EXERCISE DIRECTIONS:
Locate each line in the entries below that contains the string "canopy" and copy those lines out.

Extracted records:
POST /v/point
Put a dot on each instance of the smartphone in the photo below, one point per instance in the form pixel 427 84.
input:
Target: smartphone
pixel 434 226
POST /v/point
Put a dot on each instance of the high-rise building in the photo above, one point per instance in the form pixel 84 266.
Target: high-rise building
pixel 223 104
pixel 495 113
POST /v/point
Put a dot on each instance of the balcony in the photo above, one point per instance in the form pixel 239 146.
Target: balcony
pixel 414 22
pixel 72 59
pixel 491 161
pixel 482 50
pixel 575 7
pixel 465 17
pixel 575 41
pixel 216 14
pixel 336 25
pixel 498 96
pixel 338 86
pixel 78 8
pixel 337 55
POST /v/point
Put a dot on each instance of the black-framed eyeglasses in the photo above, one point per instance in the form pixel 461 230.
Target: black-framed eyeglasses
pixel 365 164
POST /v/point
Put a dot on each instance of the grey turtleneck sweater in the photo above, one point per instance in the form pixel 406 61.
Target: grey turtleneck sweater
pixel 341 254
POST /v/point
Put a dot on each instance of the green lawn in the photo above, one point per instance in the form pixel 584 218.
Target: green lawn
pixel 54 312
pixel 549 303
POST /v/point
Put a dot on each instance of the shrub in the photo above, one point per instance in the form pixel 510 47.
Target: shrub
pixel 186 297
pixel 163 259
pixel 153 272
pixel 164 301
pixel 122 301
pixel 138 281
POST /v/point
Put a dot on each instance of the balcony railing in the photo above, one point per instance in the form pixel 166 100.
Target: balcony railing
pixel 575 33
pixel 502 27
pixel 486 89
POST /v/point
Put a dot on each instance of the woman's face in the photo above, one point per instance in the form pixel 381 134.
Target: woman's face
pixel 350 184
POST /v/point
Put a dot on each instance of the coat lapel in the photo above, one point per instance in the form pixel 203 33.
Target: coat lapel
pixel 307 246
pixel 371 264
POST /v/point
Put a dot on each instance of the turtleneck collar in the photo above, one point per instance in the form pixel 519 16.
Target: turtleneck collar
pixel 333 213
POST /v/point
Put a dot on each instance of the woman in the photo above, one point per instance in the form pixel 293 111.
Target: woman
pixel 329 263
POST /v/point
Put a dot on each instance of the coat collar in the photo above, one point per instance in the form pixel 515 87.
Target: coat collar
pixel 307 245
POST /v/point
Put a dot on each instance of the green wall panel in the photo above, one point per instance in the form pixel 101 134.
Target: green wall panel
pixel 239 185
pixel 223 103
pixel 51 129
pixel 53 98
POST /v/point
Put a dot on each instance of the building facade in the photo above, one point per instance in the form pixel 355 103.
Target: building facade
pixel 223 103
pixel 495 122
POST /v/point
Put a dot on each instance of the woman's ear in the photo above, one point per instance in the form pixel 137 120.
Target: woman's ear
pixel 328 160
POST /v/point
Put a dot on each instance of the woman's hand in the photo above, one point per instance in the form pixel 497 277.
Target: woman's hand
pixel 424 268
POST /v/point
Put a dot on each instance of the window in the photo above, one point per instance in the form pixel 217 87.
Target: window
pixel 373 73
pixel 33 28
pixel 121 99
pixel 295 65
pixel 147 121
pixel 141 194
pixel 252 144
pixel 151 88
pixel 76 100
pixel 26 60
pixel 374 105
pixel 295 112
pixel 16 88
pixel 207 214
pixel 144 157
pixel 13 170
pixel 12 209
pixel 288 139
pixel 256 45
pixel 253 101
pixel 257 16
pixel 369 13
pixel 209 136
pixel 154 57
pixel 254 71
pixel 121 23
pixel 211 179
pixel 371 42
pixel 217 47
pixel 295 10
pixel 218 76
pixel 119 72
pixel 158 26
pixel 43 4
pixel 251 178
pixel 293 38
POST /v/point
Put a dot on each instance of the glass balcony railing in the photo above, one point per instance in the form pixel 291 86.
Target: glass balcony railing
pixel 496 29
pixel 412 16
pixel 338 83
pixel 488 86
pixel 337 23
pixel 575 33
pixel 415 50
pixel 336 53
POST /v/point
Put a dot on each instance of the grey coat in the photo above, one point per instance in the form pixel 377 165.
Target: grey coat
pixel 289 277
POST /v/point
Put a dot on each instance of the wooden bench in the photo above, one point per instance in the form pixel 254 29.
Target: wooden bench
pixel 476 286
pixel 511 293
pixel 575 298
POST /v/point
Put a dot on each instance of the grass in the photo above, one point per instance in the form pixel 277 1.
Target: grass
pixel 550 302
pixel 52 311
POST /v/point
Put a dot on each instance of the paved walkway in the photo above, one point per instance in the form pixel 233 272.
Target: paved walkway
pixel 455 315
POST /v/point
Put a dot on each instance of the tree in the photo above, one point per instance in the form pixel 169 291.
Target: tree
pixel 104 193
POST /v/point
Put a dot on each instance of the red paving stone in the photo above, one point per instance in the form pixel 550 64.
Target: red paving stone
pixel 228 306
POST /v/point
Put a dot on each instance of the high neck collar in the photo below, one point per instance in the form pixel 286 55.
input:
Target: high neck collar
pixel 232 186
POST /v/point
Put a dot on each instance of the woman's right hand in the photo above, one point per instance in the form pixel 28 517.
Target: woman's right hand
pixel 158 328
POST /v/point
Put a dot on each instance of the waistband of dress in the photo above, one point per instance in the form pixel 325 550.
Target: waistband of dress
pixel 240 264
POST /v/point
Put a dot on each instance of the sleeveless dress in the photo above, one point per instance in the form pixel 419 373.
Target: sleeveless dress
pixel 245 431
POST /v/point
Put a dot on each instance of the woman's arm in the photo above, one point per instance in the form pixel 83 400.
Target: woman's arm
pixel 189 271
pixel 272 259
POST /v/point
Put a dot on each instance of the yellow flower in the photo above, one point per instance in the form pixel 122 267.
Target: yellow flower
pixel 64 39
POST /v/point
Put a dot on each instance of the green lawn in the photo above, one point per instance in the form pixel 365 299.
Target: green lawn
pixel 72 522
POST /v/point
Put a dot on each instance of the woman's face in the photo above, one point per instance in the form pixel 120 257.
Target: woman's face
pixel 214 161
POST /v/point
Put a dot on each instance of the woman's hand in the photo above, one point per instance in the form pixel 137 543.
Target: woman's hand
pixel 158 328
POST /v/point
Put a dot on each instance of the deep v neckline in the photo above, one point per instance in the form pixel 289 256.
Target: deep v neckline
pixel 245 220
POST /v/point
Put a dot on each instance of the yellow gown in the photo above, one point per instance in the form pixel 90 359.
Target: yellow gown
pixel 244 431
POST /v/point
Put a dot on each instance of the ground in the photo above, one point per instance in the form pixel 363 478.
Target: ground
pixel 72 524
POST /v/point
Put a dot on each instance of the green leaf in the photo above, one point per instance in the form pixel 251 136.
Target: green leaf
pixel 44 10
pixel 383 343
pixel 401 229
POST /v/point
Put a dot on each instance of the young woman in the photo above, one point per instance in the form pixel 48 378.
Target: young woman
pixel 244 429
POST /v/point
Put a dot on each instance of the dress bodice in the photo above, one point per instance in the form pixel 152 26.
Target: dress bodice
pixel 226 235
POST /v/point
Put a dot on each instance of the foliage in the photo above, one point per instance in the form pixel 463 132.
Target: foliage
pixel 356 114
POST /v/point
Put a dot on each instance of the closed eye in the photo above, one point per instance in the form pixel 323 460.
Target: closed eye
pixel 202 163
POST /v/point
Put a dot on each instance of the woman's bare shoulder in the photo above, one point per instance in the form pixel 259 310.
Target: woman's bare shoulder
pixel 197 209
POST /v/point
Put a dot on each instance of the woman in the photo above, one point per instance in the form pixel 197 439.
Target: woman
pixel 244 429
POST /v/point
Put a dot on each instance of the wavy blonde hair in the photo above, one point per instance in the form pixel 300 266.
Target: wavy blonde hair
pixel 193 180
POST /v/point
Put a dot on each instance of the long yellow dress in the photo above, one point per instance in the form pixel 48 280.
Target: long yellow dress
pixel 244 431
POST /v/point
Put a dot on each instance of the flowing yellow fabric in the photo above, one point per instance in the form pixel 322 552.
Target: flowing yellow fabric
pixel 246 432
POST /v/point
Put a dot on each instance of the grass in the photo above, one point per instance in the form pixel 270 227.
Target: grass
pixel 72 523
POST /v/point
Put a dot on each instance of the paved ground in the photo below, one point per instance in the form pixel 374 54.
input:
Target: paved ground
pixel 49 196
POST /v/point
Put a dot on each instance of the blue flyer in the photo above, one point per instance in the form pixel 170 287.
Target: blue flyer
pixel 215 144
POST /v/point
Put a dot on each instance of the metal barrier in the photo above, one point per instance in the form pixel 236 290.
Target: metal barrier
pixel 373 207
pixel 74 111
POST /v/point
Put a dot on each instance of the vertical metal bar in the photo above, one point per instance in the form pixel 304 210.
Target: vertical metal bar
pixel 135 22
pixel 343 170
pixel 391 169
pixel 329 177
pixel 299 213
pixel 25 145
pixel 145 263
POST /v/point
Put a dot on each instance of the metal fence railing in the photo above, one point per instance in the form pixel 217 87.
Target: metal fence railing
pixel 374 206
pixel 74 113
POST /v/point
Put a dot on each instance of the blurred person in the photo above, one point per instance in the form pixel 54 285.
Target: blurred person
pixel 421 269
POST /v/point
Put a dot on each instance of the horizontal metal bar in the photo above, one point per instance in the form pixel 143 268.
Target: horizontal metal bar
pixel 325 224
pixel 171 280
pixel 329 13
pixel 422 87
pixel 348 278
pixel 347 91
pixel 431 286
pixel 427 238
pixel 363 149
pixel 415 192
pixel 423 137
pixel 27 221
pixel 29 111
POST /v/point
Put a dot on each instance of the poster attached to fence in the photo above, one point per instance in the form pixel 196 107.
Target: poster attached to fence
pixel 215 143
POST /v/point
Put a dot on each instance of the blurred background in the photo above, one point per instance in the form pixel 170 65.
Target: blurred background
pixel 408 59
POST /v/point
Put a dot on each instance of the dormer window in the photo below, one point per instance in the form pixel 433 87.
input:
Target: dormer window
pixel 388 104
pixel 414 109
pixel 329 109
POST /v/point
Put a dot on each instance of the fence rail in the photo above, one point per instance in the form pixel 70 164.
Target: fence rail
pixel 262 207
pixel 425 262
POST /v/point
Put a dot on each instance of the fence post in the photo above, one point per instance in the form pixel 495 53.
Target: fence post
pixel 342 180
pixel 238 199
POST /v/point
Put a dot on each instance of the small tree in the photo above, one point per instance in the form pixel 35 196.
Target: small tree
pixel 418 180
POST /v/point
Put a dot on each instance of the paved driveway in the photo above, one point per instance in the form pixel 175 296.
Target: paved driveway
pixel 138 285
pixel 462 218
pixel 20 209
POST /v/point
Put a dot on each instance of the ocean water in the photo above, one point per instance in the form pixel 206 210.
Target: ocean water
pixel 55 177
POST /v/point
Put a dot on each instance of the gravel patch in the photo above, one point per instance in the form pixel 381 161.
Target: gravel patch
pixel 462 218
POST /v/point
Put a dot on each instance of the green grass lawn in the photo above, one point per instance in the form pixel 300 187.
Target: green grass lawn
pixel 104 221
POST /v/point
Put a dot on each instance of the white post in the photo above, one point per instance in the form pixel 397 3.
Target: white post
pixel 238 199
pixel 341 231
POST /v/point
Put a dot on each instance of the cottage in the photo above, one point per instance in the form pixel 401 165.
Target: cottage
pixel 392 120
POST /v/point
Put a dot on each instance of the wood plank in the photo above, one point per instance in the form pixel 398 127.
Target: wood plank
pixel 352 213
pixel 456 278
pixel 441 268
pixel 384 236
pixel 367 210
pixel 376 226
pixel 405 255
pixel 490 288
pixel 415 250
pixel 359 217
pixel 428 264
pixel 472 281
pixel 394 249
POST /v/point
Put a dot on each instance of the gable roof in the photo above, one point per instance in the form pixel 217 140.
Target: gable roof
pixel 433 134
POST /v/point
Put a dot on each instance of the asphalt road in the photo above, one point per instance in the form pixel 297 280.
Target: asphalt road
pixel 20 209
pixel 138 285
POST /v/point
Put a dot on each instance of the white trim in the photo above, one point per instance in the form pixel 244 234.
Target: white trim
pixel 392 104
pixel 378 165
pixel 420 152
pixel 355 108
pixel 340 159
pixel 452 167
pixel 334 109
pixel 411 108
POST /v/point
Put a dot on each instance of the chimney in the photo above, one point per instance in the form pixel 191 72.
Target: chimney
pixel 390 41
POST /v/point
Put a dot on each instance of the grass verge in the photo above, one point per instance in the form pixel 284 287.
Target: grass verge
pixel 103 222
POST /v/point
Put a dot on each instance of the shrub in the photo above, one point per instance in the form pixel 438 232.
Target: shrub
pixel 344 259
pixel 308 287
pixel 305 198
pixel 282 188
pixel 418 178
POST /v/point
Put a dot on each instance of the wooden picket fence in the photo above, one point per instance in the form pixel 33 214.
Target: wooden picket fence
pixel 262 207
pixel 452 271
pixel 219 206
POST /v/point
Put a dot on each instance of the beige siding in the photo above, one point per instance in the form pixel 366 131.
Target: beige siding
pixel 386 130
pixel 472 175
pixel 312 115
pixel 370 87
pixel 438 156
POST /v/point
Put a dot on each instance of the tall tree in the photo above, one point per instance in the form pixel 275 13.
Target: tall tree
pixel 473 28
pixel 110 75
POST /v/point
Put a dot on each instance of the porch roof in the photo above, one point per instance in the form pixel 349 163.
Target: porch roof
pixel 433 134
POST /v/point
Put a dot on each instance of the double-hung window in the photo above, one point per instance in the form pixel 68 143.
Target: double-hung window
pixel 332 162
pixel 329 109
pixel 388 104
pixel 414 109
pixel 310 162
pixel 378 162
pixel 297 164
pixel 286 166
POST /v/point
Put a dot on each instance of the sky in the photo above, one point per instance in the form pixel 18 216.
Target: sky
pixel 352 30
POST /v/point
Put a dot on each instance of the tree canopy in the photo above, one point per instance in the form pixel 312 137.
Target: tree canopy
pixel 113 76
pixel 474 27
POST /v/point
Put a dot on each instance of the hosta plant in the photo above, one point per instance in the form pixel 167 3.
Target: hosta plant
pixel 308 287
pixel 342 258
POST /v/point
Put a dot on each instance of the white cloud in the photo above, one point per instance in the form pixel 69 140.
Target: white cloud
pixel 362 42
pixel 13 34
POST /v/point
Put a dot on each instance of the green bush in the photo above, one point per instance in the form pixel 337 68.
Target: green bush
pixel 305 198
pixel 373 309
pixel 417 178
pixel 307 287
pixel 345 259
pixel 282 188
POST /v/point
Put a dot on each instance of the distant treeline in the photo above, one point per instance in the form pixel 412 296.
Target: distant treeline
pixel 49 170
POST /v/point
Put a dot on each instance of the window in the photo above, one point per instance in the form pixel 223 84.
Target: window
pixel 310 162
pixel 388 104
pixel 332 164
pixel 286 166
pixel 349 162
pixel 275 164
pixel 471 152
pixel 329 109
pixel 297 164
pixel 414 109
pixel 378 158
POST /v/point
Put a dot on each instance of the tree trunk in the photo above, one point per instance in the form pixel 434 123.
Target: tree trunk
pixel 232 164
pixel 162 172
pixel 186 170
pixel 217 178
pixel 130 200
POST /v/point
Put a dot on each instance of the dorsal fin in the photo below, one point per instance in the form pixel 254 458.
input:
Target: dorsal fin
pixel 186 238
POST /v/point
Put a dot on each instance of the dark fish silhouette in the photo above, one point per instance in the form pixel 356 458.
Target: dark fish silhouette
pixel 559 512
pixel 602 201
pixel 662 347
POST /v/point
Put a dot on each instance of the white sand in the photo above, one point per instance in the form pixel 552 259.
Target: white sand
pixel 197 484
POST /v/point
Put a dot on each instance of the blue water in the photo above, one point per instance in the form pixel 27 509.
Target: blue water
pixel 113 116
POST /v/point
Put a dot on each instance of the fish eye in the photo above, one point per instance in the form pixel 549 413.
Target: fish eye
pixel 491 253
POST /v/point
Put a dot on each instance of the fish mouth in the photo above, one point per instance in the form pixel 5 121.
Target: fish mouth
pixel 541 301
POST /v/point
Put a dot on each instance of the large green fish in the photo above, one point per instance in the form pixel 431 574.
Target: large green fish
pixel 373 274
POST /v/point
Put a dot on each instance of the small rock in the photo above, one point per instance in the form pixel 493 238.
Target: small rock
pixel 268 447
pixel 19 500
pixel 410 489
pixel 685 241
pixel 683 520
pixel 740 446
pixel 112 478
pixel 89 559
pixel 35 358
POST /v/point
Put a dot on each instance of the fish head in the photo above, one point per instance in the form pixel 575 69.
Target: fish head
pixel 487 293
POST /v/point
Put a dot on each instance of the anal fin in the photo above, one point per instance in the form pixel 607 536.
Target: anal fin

EXERCISE OUTPUT:
Put a dot on each instance of the tree canopy in the photo above, one point per instance in the form pixel 312 137.
Target: tree canopy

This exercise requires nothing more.